» **Selection**
>> Start
Optimization of Ba_xSr_1−xCo_0.9Nb_0.1O_3−δ perovskite as oxygen semi-permeable membranes by compositional tailoring

Abstract

Mixed conducting SrCo_0.9Nb_0.1O_3−δ perovskite is a newly developed promising ceramic membrane material for air separation. In this work, SrCo_0.9Nb_0.1O_3−δ was further optimized by the introduction of Ba to partially replace Sr in the A-site of the perovskite structure. The phase structure, phase stability, carbonate formation rate under carbon dioxide atmosphere, electrical conductivity, oxygen desorption properties, and oxygen permeation properties of Ba_xSr_1−xCo_0.9Nb_0.1O_3−δ (BSCNx) with varying Ba²⁺ doping level were systematically investigated. Pure phase cubic perovskite was formed at x = 0.0–0.8. BSCNx (x = 0.0–0.8) can be stably operated in atmospheres with oxygen partial pressure varying from at least 1 atm to as low as 10⁻⁵ atm (Ar atmosphere). The barium doping concentration had a significant effect on electrical conductivity and oxygen permeability of the membranes. BSCN0.6 had the highest oxygen permeation flux of 2.67 × 10⁻⁶ mol cm⁻² s⁻¹ for 0.87 mm thickness at 900 °C and the highest oxygen ionic conductivity of 1.38 S cm⁻¹ at 900 °C.

Introduction

Oxygen is the second-largest volume industrial gas and the third largest chemical commodity in the world. It is used as an important raw material in diverse applications covering many industries including chemical processing, glass manufacturing, health service, refining, pulp and paper, steel manufacturing, and water/wastewater treatment. In the near future, the oxygen market may be massively expanded as all large scale clean energy technologies, which require O₂ as feed. This is reflected in many international policies to sustain security of energy supply and reduce greenhouse gases.

Traditionally, the industrial scale production of oxygen is mainly by cryogenic air separation, a process that compresses and cools atmospheric air, then separates the resulting liquid into its components in a distillation column. Recently, vacuum pressure swing adsorption (VPSA), a non-cryogenic technology that produces oxygen from air by using an adsorbent in a pressure swing process to remove nitrogen, has also been applied. Both processes, however, have low energy efficiencies and high costs. The quest for a lower cost option for oxygen separation is promoting increasing interest in ceramic membranes based on mixed ionic and electronic conducting (MIEC) oxides [1], [2], [3]. When there is a difference in oxygen partial pressure across the MIEC membrane, oxygen at the oxygen rich side will adsorb onto the membrane surface and dissociate into oxygen ions and electron holes via a series of complicated intermediate steps. These charged species then move towards the oxygen lean side of the membrane surface where they re-combine to oxygen. The molecular oxygen finally desorbs from the membrane surface and releases into the oxygen lean side of the membrane [4]. Macroscopically, it appears as if molecular oxygen can permeate through the MIEC membrane. Theoretically, the membrane has 100% O₂ permselectivity because of its structure and the ionic diffusion nature of oxygen. Furthermore, selected membranes have permeability even higher than that of microporous polymer membranes. It is believed that the capital cost for both plant construction and operation could be significantly reduced when the ceramic MIEC membrane technology is successfully adopted for oxygen generation [5]. In addition, these MIEC membranes are also of interest as membrane reactors for partial oxidation of hydrocarbons to value-added products at high temperatures, to achieve higher product yield/selectivity than that of the reaction equilibrium allows [4], [6], [7].
>> End
» **What you need to do**
1) List the industries that the perovskite membrane article names as using oxygen as a raw material.
2) Revise the perovskite membrane article between "Oxygen is the" and "reduce greenhouse gases.", inclusive, changing "raw material" to "feedstock".

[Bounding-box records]
>> Start
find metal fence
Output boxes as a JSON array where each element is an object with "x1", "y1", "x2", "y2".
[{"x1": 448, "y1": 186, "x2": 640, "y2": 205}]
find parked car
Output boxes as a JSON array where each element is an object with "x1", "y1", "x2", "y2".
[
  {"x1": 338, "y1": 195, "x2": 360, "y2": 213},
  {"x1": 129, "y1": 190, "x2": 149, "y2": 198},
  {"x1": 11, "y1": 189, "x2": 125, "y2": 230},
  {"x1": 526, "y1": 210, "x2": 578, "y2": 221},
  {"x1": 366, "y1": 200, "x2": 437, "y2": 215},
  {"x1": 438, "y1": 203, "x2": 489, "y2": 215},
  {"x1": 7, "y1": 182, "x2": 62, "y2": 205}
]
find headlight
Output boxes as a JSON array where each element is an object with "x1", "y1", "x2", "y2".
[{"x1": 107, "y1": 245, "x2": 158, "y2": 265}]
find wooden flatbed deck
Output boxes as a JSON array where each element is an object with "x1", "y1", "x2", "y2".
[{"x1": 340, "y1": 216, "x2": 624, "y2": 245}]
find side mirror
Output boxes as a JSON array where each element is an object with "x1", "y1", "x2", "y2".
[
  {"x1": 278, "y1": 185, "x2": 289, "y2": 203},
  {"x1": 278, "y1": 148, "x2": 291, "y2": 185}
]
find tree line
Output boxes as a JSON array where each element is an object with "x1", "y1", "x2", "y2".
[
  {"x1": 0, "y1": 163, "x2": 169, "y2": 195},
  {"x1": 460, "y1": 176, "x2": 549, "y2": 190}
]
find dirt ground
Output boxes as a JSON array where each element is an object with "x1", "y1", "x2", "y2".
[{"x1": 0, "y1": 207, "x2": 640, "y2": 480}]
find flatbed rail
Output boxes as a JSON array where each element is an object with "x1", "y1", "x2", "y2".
>> End
» **Results of the exercise**
1)
- Chemical processing
- Glass manufacturing
- Health service
- Refining
- Pulp and paper
- Steel manufacturing
- Water/wastewater treatment

2)
Oxygen is the second-largest volume industrial gas and the third largest chemical commodity in the world. It is used as an important feedstock in diverse applications covering many industries including chemical processing, glass manufacturing, health service, refining, pulp and paper, steel manufacturing, and water/wastewater treatment. In the near future, the oxygen market may be massively expanded as all large scale clean energy technologies, which require O₂ as feed. This is reflected in many international policies to sustain security of energy supply and reduce greenhouse gases.